[STUDY MATERIAL Boundary: Start]
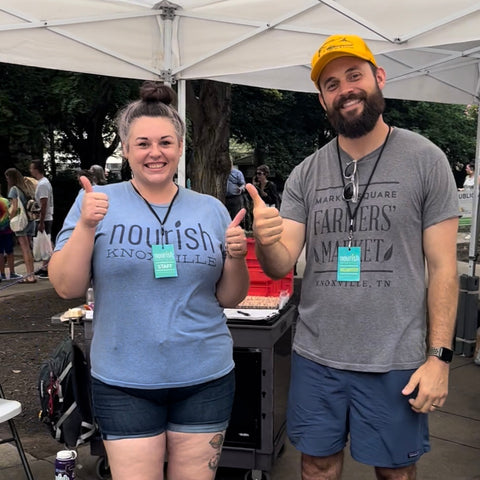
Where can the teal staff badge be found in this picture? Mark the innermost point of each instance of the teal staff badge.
(164, 263)
(348, 264)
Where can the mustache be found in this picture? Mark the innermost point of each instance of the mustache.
(338, 104)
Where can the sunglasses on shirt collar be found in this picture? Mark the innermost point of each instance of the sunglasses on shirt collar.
(350, 190)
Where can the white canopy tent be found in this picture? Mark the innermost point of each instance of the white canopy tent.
(264, 43)
(429, 48)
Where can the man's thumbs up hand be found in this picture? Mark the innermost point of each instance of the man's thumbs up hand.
(267, 222)
(94, 205)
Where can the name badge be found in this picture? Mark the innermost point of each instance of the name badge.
(164, 264)
(348, 264)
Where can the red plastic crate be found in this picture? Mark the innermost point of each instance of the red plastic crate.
(260, 284)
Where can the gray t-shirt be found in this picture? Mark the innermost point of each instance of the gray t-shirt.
(377, 324)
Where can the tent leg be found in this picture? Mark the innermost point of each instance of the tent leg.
(467, 316)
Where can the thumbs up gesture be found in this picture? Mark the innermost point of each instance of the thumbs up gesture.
(94, 205)
(267, 222)
(235, 238)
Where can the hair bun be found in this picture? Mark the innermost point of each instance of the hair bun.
(157, 92)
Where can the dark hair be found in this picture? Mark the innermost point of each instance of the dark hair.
(38, 165)
(265, 169)
(156, 100)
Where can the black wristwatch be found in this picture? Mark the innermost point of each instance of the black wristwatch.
(443, 353)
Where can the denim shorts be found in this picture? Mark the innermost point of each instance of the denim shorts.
(6, 243)
(135, 413)
(327, 405)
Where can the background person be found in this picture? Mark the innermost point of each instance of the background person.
(469, 181)
(234, 193)
(370, 207)
(44, 198)
(21, 191)
(266, 188)
(162, 276)
(6, 241)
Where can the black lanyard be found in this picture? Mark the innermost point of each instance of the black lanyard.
(354, 214)
(161, 222)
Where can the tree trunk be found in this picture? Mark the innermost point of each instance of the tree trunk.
(209, 107)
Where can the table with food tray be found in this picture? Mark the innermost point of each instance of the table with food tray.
(256, 435)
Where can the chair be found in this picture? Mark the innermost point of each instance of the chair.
(8, 410)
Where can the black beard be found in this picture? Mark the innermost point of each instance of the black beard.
(373, 107)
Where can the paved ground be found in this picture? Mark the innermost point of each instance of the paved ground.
(455, 433)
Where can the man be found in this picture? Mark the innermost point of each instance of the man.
(44, 198)
(235, 189)
(370, 207)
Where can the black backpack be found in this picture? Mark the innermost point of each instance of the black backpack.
(65, 395)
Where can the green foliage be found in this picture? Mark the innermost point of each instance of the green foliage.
(452, 127)
(283, 127)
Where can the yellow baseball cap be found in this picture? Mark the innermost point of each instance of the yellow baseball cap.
(337, 46)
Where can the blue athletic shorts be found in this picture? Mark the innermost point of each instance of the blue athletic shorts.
(328, 405)
(135, 413)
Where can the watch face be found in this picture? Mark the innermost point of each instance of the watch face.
(446, 355)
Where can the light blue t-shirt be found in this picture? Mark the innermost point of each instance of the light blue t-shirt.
(157, 332)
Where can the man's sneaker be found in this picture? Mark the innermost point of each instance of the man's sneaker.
(42, 273)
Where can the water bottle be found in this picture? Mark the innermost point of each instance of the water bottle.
(283, 299)
(65, 465)
(90, 301)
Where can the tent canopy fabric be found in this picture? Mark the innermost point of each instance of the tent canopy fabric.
(429, 48)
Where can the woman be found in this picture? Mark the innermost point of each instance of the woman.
(21, 191)
(266, 188)
(161, 353)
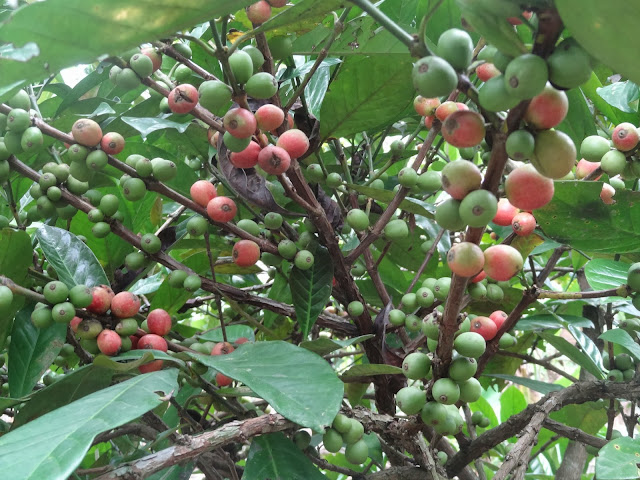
[STUDY MATERIAL Boundary: End]
## GOAL OF THE EXERCISE
If the records contain pictures, skip them, and transcribe exactly every line from the one with "Where can the light" through the last line.

## EXERCISE OUTPUT
Where can the light blue t-shirt be found in this picture? Mark the innermost point of each instance of the light blue t-shirt.
(157, 332)
Where can the man's sneaker be found in this picture? Mark the innermost point of each instance of the man's sneaker.
(42, 273)
Where can the water bottle be found in this picture? Mark the innermost point of each instance of the water bottle.
(283, 299)
(65, 465)
(90, 301)
Where can the tent canopy fabric be found in this picture? Mark the innermost point of each instance of the tent canopy fabric.
(429, 48)
Where can the woman be found in this picture? Mark the innermost point of each instance of the woman.
(21, 191)
(266, 188)
(161, 353)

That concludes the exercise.